#### [Required work]
What is needed is an exact transcription of the line with "of the tree" and all the lines that follow it in the entries below; add nothing else.

Records contained in a dataset:
▶
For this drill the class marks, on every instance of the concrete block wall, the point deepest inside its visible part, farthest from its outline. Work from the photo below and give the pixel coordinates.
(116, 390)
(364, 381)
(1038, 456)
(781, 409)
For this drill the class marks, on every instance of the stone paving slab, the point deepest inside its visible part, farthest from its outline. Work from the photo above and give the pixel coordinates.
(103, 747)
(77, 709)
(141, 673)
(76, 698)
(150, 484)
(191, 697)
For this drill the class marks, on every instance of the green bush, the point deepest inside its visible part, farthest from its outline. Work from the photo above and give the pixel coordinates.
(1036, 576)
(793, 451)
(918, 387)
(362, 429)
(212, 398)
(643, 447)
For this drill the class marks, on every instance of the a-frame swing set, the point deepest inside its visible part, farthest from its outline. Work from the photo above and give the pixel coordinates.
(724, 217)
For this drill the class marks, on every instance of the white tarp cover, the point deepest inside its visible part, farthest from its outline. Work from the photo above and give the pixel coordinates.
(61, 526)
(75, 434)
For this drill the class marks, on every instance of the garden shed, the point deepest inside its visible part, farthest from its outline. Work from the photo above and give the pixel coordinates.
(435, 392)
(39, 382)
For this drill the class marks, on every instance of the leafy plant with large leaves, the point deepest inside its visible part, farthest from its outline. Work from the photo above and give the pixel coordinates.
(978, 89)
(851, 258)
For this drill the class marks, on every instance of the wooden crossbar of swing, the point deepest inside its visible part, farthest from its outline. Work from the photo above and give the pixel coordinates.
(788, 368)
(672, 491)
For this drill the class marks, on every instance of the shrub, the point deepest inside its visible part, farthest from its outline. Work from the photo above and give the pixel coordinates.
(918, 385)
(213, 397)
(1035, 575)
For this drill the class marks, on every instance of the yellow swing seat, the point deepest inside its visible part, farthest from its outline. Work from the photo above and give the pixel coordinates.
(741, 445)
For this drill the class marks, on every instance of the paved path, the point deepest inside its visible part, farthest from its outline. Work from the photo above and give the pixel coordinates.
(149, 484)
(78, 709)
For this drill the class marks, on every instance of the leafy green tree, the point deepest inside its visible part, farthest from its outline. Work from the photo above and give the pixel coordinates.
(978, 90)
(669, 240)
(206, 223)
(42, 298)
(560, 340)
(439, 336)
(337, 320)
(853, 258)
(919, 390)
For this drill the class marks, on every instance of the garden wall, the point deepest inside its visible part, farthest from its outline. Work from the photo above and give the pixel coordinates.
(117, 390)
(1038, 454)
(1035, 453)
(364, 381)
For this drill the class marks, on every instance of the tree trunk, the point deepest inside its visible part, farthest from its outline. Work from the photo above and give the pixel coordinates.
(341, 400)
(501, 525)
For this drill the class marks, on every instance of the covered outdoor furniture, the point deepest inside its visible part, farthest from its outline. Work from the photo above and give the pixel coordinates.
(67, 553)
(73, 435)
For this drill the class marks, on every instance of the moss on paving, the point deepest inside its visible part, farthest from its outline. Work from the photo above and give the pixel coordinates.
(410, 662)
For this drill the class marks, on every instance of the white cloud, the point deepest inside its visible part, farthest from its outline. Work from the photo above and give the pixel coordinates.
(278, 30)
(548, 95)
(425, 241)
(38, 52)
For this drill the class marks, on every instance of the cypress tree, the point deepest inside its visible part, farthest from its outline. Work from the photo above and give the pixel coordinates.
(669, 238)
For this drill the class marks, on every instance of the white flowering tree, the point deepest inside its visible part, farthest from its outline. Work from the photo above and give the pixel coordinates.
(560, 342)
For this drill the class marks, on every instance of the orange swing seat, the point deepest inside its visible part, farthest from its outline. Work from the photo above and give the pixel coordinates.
◀
#### [Solution for this task]
For this drill the class marks, on every instance of the tree trunk, the point deepest inside its visible part, farthest from its outline. Work from the photo above and give the pixel coordinates.
(341, 400)
(501, 525)
For this drill the class marks, on every instance of the covered outdoor furniture, the point deepest inside its visible part, farthest from its outline. Work from the photo above and give the pixel coordinates.
(67, 553)
(73, 435)
For this drill the class marks, on every instance of the moss on paving, the point deepest inside its visible part, farthest from its outline. Work from the photo above and give the pixel coordinates.
(410, 662)
For this drill the class marks, on every instance of the white cloud, the point deepest inside its visible part, farthest from its outline. Work from the photo above and give the pixel coordinates.
(278, 30)
(548, 95)
(425, 241)
(38, 52)
For this drill the class marks, on every instance of the cypress tree, the point deepest inside its visible part, farthest from its outline. Work from the photo above and give the pixel coordinates.
(669, 238)
For this drill the class marks, on every instance of the white flowering tree, the point deepest inside its visible part, farthest from its outline. Work from the photo above and give the pixel coordinates.
(560, 342)
For this drill the class marks, on every instance of the orange swing seat, the point deepest inside its visible part, farthest from its outline. Work from the photo above and give the pixel coordinates.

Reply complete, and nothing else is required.